> **Tugas Tertulis**: Salin ulang tanpa perubahan apa pun baris-baris data di bawah, mulai dari baris yang memuat "This trail-cam photo was taken at dusk. Identify concrete" sampai baris yang memuat "[0,230,19,266]". Kedua baris batas itu ikut disalin.

> **Data Masukan**:
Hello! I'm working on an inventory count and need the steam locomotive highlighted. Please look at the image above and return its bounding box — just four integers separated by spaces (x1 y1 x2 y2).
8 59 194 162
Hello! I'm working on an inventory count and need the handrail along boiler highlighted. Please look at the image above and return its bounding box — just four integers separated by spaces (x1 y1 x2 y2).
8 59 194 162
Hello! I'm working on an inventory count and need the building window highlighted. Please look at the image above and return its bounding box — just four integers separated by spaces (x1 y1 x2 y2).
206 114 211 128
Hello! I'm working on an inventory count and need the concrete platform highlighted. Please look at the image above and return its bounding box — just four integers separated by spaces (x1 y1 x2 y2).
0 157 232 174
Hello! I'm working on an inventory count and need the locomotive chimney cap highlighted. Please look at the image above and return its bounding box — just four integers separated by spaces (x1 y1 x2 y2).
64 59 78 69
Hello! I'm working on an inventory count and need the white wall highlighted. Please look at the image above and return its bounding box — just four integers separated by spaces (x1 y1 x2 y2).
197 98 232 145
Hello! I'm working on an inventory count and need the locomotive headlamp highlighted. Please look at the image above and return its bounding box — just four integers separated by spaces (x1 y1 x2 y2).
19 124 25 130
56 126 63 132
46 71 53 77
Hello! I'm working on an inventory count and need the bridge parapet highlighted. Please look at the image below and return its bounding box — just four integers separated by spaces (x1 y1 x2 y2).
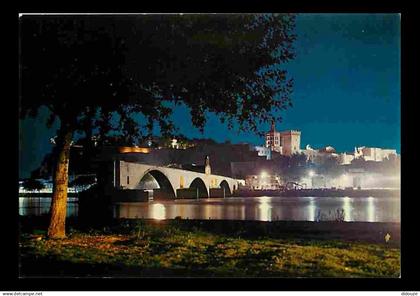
114 160 241 197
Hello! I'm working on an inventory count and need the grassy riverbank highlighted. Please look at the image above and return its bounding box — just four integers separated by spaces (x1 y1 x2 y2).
19 220 400 277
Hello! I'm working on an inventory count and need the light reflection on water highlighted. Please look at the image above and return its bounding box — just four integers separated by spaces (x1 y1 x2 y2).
114 196 400 222
19 197 79 217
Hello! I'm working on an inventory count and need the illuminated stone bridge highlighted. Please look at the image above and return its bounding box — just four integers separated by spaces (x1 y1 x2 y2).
113 160 243 199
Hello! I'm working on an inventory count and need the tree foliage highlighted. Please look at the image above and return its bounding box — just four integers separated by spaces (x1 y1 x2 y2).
22 178 45 191
20 14 295 238
21 14 295 140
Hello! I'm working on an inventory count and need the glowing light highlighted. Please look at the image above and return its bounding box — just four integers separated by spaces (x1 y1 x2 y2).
258 196 272 221
367 196 375 222
150 203 166 220
343 196 352 222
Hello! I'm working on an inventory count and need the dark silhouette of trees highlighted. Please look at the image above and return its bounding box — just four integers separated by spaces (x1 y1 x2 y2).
20 14 295 238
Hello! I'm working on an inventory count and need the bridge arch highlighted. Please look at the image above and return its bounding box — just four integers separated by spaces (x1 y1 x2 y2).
138 169 175 198
219 180 232 196
190 177 209 197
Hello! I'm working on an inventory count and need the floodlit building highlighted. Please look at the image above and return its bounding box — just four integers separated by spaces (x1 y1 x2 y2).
254 146 271 159
265 122 301 156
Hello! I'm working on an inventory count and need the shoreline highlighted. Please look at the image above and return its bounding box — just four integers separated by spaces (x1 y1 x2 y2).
19 216 401 247
232 188 401 198
19 218 400 278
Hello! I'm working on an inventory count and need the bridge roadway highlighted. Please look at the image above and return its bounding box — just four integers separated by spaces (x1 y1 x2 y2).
113 160 243 198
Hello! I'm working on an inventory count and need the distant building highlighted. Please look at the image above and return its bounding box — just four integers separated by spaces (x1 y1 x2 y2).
265 121 282 153
254 146 272 159
265 122 301 156
354 146 397 161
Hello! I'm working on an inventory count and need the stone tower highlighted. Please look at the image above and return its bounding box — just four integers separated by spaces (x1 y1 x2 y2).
204 155 211 175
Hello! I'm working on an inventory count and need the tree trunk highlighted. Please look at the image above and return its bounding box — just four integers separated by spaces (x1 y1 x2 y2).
48 126 73 238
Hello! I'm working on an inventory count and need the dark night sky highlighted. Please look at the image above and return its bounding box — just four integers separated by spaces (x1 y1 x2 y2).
20 14 400 177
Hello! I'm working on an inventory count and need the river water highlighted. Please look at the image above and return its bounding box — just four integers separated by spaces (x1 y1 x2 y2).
19 196 400 222
19 197 79 217
114 196 400 222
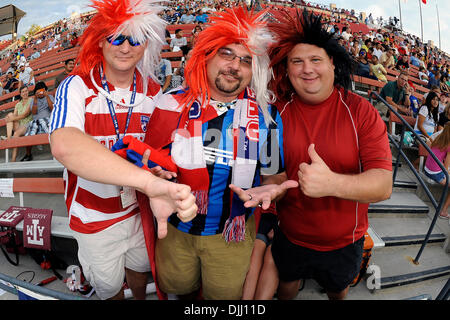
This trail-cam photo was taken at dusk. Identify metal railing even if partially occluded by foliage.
[369,91,449,264]
[0,273,87,300]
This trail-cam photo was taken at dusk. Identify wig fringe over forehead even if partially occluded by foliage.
[183,6,274,123]
[74,0,167,79]
[269,9,355,101]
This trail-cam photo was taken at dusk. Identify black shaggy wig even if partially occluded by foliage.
[269,9,356,101]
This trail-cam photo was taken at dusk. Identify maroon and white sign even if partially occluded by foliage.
[0,206,31,227]
[23,208,53,250]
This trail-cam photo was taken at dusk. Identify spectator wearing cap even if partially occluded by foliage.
[170,29,188,55]
[380,48,395,69]
[195,10,208,23]
[30,48,41,60]
[373,42,383,60]
[419,67,428,84]
[55,59,75,88]
[395,54,409,71]
[5,86,33,162]
[180,8,195,24]
[2,71,19,92]
[370,55,387,83]
[20,81,55,161]
[19,63,35,88]
[406,80,421,118]
[410,52,422,68]
[427,69,441,89]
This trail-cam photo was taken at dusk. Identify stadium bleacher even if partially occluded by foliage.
[0,1,448,250]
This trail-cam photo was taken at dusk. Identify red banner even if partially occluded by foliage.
[23,208,53,250]
[0,206,31,227]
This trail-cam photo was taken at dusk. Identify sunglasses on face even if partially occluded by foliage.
[106,34,140,47]
[217,48,252,67]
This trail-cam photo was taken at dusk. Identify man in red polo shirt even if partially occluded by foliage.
[270,11,392,299]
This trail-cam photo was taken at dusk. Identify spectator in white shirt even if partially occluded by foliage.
[19,63,34,88]
[373,42,383,60]
[170,29,188,55]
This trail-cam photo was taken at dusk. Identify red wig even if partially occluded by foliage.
[73,0,166,80]
[183,6,273,119]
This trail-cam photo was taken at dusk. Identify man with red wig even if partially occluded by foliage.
[137,7,298,300]
[50,0,197,299]
[269,10,392,299]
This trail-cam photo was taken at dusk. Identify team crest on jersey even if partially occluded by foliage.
[189,102,201,120]
[141,116,150,132]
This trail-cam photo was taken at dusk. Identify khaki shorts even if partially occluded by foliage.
[156,215,256,300]
[73,214,150,300]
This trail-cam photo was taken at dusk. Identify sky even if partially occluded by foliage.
[0,0,450,53]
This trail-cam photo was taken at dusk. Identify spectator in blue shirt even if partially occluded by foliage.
[195,10,208,23]
[180,9,195,24]
[410,52,421,68]
[427,70,441,89]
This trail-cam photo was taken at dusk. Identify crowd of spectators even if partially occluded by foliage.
[0,0,450,161]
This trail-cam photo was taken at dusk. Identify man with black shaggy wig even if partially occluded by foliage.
[270,10,392,299]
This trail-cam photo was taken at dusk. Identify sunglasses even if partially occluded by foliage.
[106,34,140,47]
[217,48,252,67]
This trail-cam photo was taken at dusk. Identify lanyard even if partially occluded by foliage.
[100,66,136,140]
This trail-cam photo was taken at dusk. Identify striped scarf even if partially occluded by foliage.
[113,89,259,242]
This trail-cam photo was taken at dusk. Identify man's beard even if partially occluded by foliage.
[215,70,242,93]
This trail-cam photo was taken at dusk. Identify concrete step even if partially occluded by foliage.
[369,217,446,247]
[370,243,450,290]
[369,191,430,215]
[393,180,417,192]
[295,270,447,300]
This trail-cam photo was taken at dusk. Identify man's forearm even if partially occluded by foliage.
[50,128,158,195]
[261,172,288,202]
[331,169,392,203]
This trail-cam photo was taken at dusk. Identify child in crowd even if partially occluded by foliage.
[414,91,439,141]
[423,122,450,219]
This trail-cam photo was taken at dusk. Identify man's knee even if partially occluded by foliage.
[277,280,302,300]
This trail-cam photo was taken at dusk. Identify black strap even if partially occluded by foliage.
[0,230,19,266]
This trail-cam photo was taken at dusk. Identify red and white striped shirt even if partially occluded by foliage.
[50,70,162,233]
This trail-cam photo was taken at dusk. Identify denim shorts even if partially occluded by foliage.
[423,170,445,183]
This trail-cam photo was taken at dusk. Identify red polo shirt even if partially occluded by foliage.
[277,89,392,251]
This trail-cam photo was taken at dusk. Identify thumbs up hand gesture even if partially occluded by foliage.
[298,144,336,198]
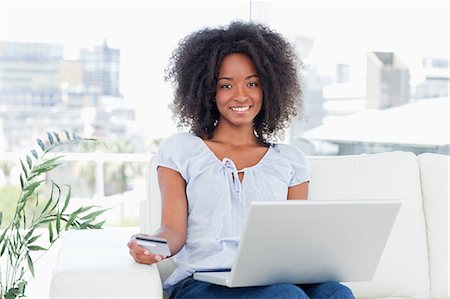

> **Hasil Tugas**:
This trail-cam photo was taken at dusk. Identify concrete step even if partially occluded by foliage.
[369,217,446,247]
[370,243,450,290]
[369,191,430,215]
[393,180,417,192]
[295,270,447,300]
This trail-cam photo was taken at dusk. Identify man's forearm even if partially occluded by foliage.
[50,128,158,195]
[261,172,288,202]
[331,169,392,203]
This trail-cam photo was taken at dusk. Identify child in crowd even if partially occluded by foliage.
[414,91,439,141]
[423,122,450,219]
This trail-cam photo was taken at dusk. Identify man's knee even if partially occluded by foliage.
[277,280,302,300]
This trail-cam photo was taken at dusk. Identify black strap even if partially occluded by foliage.
[0,230,19,266]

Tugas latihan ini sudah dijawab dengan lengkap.